• _EXERCISE REQUIREMENTS_: Nothing but the lines from the one with "face shown in this photo." to the final line should be returned, each exactly as it appears.

▼

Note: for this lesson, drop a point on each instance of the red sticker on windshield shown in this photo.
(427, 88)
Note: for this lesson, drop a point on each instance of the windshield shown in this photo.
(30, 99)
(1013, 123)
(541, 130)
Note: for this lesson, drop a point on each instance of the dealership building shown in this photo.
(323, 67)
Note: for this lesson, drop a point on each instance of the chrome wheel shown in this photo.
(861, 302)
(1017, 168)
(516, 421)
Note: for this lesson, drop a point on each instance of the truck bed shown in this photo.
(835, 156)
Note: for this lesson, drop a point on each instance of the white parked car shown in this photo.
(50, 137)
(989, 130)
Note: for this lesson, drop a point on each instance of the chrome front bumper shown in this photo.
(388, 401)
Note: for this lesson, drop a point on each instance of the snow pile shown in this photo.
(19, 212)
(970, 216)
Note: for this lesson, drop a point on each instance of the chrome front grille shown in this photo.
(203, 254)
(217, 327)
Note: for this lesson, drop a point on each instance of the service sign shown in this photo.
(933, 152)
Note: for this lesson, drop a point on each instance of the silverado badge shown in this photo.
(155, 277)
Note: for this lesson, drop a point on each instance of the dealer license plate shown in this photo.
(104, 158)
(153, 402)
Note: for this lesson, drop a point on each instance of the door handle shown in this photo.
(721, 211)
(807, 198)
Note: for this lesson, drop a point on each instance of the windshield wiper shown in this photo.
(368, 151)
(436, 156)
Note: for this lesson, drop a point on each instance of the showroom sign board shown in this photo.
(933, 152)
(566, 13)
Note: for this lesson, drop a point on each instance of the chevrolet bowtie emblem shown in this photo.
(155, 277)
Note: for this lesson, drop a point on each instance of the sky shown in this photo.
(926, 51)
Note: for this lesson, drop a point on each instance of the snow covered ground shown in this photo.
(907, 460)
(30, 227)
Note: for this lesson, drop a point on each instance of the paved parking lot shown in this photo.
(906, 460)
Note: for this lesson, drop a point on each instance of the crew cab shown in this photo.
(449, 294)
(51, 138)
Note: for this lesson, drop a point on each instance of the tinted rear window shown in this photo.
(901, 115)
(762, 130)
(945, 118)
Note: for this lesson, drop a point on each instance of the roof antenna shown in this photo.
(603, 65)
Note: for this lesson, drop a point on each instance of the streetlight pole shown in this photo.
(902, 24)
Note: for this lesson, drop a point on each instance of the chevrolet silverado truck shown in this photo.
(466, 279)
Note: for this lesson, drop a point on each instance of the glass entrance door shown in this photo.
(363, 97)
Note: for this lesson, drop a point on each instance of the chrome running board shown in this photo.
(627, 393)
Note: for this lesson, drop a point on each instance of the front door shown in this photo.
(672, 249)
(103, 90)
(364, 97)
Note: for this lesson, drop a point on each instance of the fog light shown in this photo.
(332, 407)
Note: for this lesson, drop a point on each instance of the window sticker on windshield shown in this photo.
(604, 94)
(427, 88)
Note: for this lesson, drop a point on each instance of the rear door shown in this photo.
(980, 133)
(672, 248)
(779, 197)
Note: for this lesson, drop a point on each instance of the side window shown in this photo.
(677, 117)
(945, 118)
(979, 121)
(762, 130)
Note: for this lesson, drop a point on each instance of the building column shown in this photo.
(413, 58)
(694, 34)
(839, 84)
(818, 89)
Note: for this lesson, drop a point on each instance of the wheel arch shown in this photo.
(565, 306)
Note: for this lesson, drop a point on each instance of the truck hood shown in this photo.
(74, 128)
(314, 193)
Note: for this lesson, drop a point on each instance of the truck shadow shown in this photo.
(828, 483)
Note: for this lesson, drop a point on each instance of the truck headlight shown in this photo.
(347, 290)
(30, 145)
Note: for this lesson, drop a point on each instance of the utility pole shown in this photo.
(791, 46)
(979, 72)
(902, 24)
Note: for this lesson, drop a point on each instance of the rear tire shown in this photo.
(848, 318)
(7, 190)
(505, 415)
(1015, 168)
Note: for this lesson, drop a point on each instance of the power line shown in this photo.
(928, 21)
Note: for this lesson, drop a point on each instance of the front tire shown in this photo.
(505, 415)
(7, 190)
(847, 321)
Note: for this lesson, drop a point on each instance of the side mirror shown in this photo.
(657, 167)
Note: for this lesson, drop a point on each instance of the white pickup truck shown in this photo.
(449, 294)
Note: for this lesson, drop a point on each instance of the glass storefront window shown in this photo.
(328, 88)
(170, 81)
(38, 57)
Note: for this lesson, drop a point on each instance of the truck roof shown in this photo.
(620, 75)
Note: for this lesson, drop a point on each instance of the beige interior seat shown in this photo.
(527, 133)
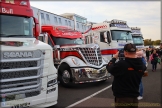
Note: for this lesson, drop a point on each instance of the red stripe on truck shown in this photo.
(109, 51)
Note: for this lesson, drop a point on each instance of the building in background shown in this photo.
(72, 20)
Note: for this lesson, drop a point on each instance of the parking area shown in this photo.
(101, 95)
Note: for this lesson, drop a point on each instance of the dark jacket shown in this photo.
(127, 76)
(147, 53)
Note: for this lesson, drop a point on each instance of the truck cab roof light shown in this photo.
(135, 28)
(23, 3)
(118, 22)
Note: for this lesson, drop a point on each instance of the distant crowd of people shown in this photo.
(154, 56)
(127, 84)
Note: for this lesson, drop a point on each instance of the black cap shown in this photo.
(130, 47)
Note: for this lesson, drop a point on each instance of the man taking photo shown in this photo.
(127, 76)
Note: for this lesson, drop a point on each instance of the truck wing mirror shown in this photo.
(108, 37)
(36, 28)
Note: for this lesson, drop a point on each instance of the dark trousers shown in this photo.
(154, 66)
(126, 102)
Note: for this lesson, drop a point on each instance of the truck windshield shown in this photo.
(66, 41)
(16, 26)
(121, 35)
(138, 40)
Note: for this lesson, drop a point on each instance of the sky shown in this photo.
(143, 14)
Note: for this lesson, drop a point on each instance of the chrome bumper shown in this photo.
(85, 75)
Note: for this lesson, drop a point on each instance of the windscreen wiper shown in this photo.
(16, 35)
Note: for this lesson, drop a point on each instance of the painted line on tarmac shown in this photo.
(72, 105)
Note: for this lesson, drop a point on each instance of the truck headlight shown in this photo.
(106, 60)
(52, 82)
(75, 61)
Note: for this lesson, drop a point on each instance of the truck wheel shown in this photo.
(65, 75)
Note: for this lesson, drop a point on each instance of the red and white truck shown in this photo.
(27, 74)
(75, 61)
(137, 37)
(111, 36)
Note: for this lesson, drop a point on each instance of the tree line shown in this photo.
(148, 42)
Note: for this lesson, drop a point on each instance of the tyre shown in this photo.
(65, 76)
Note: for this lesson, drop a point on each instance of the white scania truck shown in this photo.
(27, 74)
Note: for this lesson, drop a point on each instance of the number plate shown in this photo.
(21, 105)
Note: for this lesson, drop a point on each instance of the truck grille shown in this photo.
(93, 56)
(21, 64)
(20, 75)
(97, 75)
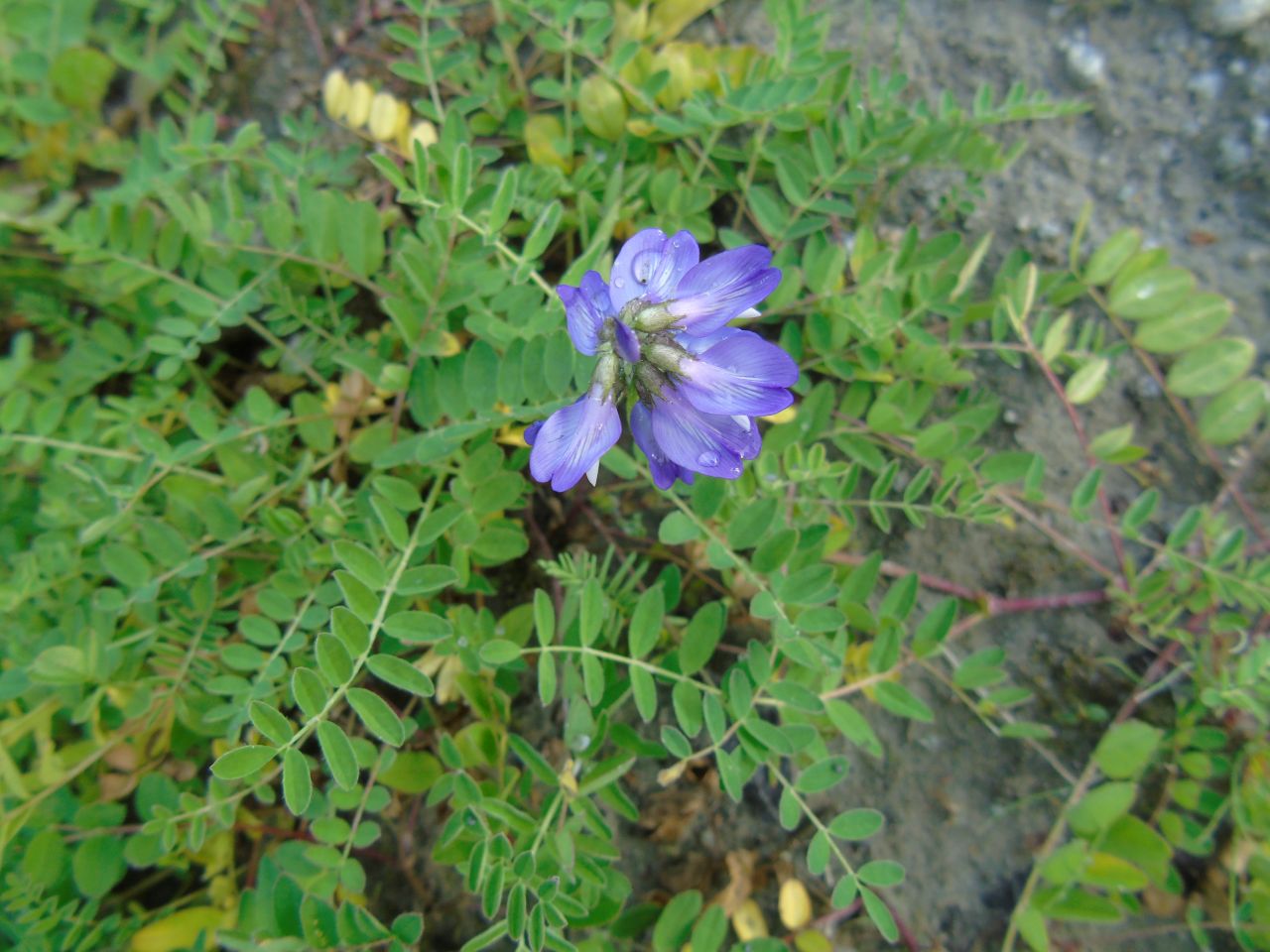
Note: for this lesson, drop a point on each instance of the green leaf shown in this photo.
(844, 892)
(1211, 367)
(377, 716)
(899, 701)
(686, 701)
(853, 726)
(333, 660)
(645, 625)
(125, 563)
(675, 923)
(879, 914)
(309, 690)
(751, 525)
(822, 774)
(1233, 413)
(363, 602)
(243, 762)
(547, 679)
(856, 824)
(592, 679)
(400, 674)
(96, 866)
(336, 751)
(532, 760)
(701, 636)
(271, 722)
(710, 930)
(298, 785)
(544, 617)
(499, 652)
(880, 873)
(543, 231)
(1125, 749)
(417, 627)
(676, 530)
(1196, 320)
(603, 774)
(644, 689)
(362, 562)
(1087, 382)
(1101, 806)
(590, 612)
(1152, 294)
(1118, 249)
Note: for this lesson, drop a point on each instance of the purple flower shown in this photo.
(585, 308)
(661, 324)
(722, 287)
(570, 443)
(735, 373)
(665, 470)
(681, 438)
(651, 267)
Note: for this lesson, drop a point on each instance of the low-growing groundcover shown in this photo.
(298, 654)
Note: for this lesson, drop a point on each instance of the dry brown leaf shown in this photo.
(740, 881)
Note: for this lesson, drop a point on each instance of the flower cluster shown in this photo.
(659, 330)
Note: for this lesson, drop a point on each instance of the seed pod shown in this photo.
(359, 104)
(602, 107)
(748, 921)
(384, 117)
(422, 132)
(335, 94)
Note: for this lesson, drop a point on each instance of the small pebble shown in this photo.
(1229, 17)
(1233, 154)
(1086, 62)
(1206, 85)
(1260, 128)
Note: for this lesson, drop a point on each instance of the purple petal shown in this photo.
(651, 264)
(572, 440)
(721, 287)
(585, 308)
(707, 443)
(698, 345)
(665, 472)
(740, 375)
(625, 341)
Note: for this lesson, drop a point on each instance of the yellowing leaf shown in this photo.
(543, 137)
(181, 929)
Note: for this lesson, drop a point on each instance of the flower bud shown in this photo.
(335, 94)
(358, 104)
(384, 117)
(602, 108)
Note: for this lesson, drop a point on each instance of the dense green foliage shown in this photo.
(272, 578)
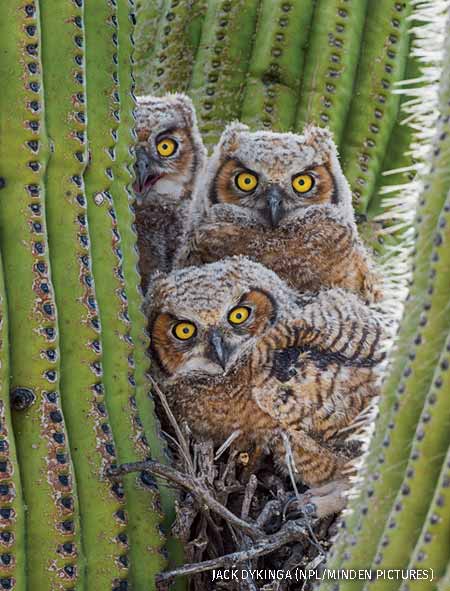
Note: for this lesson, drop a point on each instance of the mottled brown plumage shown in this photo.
(169, 157)
(299, 368)
(282, 200)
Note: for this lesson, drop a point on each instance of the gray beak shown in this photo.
(218, 350)
(274, 205)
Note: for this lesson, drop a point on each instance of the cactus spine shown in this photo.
(390, 519)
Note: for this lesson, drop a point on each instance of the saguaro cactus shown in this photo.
(73, 357)
(282, 63)
(399, 519)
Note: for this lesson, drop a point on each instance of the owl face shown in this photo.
(169, 151)
(206, 320)
(274, 174)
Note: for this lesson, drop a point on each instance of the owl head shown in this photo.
(169, 149)
(205, 320)
(273, 175)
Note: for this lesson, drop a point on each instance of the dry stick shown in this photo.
(291, 532)
(250, 490)
(192, 485)
(181, 439)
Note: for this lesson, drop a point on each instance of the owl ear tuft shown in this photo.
(229, 140)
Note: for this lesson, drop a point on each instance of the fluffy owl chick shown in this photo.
(169, 157)
(237, 351)
(282, 200)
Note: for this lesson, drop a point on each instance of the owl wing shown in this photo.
(317, 369)
(334, 322)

▲

• _OUTPUT_:
Note: for this lesson, drop a point on each instance of the owl face shown in this photo.
(169, 151)
(206, 320)
(274, 174)
Note: for this lesson, drop a point on each instance of the owl head shown in this photo.
(169, 149)
(205, 320)
(273, 175)
Note: for this lesson, drop a point on each instance of the dry stick shown in this photo.
(291, 532)
(250, 490)
(192, 485)
(181, 439)
Note: for this lesson, drop a point on each instance of the owl ear tuft shown in this photo.
(229, 140)
Note: for this lesson, drop a point on each instance of the fluffy owl chick shown in this photo.
(169, 157)
(237, 351)
(282, 200)
Note: for this lesson, drop a point on each instance of the owl wing shown in this photo.
(317, 369)
(334, 322)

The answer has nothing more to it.